# TRECHO SELECIONADO:
=-=-=-=-=

Pensando na sobrecarga dos profissionais, a Secretaria de Saúde (SES) busca contratar novos médicos para as UTIs. Na última quarta-feira (3/3), foram nomeados 15 intensivistas. No entanto, para o presidente da regional DF da Associação Brasileira de Medicina Intensiva (Amib-DF), Rodrigo Biondi, como não existem especialistas para todos os leitos demandados pela pandemia, o governo será obrigado a contratar pessoas com formação superficial.

Segundo o representante dos intensivistas, a única saída é diminuir o número de casos da doença. “O certo seria um lockdown total. É muito chato, eu entendo isso, é muito ruim pro comércio. Fico triste. Mas pior que isso é ligar para um pai e falar que o filho dele morreu de Covid”, disse. “Sem o lockdown as pessoas vão começar a morrer no corredor dos hospitais. Não vai ter tratamento pra todo mundo, não vai ter leito pra todos”, sentenciou.

Segundo o médico, já acontece hoje de pacientes chegarem a uma Unidade de Pronto Atendimento (UPA) mas demorarem dois dias até conseguirem uma UTI, o que impacta na recuperação do paciente.

Apesar da alta taxa de ocupação dos leitos, o intensivista do Hospital de Base Mateus Borges, 40 anos, é otimista e lembra que não estamos no pior momento da doença. “Em julho do ano passado, tivemos 46 leitos [no Hospital de Base]. Hoje, temos 20”, compara.

Para ele, os intensivistas não pararam desde que começou a pandemia. “Não é apenas nessas duas [últimas] semanas. O trabalho numa UTI com pacientes tão graves exige atenção máxima o tempo inteiro”, ressalta. Apesar do trabalho extenuante, fica para o médico uma lição de vida: “Na UTI, vemos filhos que perderam os pais e as mães, pais que perderam os filhos. O que fica para nós é que temos que viver bem e tentar ser feliz e aproveitar ao máximo a nossa saúde”.

Procurada, a Secretaria de Saúde (SES) informou que reconhece “o trabalho heróico dos nossos profissionais de saúde”, tanto dos médicos intensivistas, quanto os de todas as outras categorias envolvidas no processo de salvar vidas durante a pandemia.

Ainda segundo a SES, ao longo de 2020,  foram nomeados 4.213 servidores entre efetivos e temporários, “o que mostra que a pasta trabalha para não deixar a população do DF desassistida  neste momento”, disse.

=-=-=-=-=

# CONJUNTO DE DADOS:
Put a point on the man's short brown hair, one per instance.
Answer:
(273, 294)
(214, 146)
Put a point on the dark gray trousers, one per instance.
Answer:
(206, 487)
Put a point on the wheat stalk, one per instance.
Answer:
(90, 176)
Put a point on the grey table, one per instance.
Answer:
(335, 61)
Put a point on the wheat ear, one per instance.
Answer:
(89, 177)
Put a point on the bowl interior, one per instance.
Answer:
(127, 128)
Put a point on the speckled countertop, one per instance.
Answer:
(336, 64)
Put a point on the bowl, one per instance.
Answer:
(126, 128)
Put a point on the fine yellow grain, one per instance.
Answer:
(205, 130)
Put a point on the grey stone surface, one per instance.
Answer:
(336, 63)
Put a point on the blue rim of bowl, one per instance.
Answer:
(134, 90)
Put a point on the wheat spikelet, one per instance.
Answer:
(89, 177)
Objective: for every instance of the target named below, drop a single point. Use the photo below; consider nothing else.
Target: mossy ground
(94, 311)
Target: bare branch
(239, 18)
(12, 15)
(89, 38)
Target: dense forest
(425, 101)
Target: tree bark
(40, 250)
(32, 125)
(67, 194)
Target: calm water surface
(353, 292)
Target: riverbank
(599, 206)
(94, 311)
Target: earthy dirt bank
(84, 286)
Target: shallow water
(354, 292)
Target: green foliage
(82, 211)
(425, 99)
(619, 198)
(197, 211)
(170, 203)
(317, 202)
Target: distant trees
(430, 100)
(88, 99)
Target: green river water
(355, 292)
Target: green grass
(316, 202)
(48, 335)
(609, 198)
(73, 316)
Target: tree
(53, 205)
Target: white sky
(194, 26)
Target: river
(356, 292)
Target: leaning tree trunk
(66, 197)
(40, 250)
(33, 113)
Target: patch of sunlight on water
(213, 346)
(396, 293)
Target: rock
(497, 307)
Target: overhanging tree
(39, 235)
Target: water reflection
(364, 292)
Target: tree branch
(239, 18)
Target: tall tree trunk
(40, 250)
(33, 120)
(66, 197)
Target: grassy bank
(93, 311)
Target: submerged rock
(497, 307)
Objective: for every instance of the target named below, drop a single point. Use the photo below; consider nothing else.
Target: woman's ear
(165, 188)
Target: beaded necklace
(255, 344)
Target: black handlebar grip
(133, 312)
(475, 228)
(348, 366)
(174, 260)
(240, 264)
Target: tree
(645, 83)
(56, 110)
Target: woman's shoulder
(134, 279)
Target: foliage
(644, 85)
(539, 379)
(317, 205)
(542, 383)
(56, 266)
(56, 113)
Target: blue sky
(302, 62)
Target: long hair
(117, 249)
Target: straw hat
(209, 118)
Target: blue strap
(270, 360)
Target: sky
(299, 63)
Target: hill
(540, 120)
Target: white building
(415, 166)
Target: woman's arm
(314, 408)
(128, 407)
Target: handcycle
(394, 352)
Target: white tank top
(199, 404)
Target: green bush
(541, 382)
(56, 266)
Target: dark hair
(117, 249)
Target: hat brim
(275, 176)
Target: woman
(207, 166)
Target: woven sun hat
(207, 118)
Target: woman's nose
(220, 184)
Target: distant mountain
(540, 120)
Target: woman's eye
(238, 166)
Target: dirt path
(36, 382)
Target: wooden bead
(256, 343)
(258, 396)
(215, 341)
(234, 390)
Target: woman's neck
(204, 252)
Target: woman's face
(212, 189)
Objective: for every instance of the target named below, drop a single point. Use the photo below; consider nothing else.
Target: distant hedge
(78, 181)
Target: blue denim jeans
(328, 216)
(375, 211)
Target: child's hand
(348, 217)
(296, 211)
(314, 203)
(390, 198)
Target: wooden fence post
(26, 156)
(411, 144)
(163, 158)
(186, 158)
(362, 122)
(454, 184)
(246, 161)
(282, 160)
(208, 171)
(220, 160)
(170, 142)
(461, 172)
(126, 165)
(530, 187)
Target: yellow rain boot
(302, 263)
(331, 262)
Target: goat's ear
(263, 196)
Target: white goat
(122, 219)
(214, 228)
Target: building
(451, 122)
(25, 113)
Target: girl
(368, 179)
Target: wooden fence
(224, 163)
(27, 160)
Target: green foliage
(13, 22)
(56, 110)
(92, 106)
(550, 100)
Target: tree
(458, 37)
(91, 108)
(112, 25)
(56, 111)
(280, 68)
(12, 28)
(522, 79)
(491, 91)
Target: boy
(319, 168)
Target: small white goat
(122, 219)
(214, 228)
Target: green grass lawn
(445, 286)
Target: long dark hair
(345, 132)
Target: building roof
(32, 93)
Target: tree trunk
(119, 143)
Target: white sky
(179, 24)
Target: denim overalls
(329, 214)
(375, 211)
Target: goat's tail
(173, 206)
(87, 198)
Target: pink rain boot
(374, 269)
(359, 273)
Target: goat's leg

=-=-=-=-=

# TAREFAS DO EXERCÍCIO:
• a. Responda às perguntas abaixo com base no trecho selecionado.
(i) Quantos intensivistas foram nomeados na última quarta-feira (3/3)?
(ii) Segundo Mateus Borges, quantos leitos o Hospital de Base teve em julho do ano passado?
(iii) Quantos servidores a SES nomeou ao longo de 2020?
• b. Transcreva do trecho selecionado a parte que começa em "Procurada, a Secretaria" e segue até "durante a pandemia.", sem alterar nada.

# RESPOSTAS ESCRITAS:
• a.
(i) Foram nomeados 15 intensivistas.
(ii) O Hospital de Base teve 46 leitos.
(iii) A SES nomeou 4.213 servidores, entre efetivos e temporários.

• b.
Procurada, a Secretaria de Saúde (SES) informou que reconhece “o trabalho heróico dos nossos profissionais de saúde”, tanto dos médicos intensivistas, quanto os de todas as outras categorias envolvidas no processo de salvar vidas durante a pandemia.